#### Exercise requirements:
Copy out word for word the line with "Target: groom's finger" and the lines that follow it in the listing below, up to the final one.

#### The input:
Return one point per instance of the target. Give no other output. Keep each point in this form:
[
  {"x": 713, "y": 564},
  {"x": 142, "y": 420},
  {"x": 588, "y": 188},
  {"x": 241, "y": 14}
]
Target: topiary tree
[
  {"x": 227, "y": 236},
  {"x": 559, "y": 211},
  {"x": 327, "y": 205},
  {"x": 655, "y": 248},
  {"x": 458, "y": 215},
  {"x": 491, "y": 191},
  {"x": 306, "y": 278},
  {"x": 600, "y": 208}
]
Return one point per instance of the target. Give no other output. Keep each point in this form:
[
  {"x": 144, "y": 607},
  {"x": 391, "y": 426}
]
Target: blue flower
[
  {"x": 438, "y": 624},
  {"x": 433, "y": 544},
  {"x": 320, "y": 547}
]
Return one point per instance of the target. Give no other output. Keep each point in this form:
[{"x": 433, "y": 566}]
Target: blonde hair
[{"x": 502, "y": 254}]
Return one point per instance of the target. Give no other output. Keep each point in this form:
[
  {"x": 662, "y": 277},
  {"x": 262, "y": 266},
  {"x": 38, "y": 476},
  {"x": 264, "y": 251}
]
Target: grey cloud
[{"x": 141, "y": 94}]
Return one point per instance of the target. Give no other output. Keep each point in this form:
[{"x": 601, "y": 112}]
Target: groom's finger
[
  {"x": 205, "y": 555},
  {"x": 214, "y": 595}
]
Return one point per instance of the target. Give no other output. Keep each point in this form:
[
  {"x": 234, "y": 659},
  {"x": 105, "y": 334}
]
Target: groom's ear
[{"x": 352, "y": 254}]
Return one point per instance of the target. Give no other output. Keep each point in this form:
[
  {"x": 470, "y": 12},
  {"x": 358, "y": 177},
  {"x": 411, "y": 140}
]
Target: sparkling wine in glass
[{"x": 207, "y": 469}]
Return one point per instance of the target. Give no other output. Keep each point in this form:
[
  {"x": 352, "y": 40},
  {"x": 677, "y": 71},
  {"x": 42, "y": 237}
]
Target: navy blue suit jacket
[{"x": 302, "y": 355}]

#### Exercise output:
Target: groom's finger
[
  {"x": 205, "y": 555},
  {"x": 214, "y": 595}
]
Return one point per instance of the target. Give no other output. Keep each point in this form:
[
  {"x": 234, "y": 659},
  {"x": 105, "y": 334}
]
Target: groom's ear
[{"x": 352, "y": 254}]
Return one point per instance of the target. Give no other output. Keep each point in this form:
[
  {"x": 470, "y": 12},
  {"x": 358, "y": 177},
  {"x": 411, "y": 140}
]
Target: sparkling wine in glass
[{"x": 207, "y": 469}]
Return one point per instance of the target. Give no other output. Keep each point in this form:
[
  {"x": 352, "y": 40},
  {"x": 677, "y": 71},
  {"x": 42, "y": 237}
]
Target: navy blue suit jacket
[{"x": 302, "y": 355}]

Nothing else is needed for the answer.